◆ Required work
Return all the entries below exactly, except for the images they hold.

+ + +

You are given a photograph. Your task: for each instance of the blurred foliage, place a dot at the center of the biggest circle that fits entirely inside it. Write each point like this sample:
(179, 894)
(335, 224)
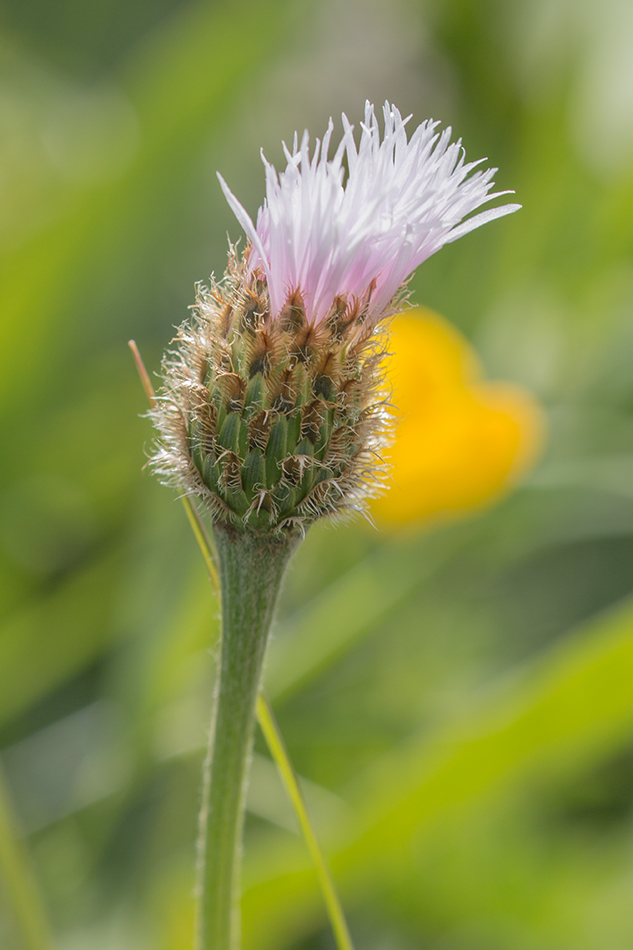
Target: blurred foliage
(459, 701)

+ + +

◆ Answer to this exercise
You are given a photograph. Your task: for each instance of the blurred foliage, place a dot at the center of the biggest circle that fits entirely inside it. Write each point like this sample:
(179, 894)
(335, 224)
Target: blurred foliage
(459, 701)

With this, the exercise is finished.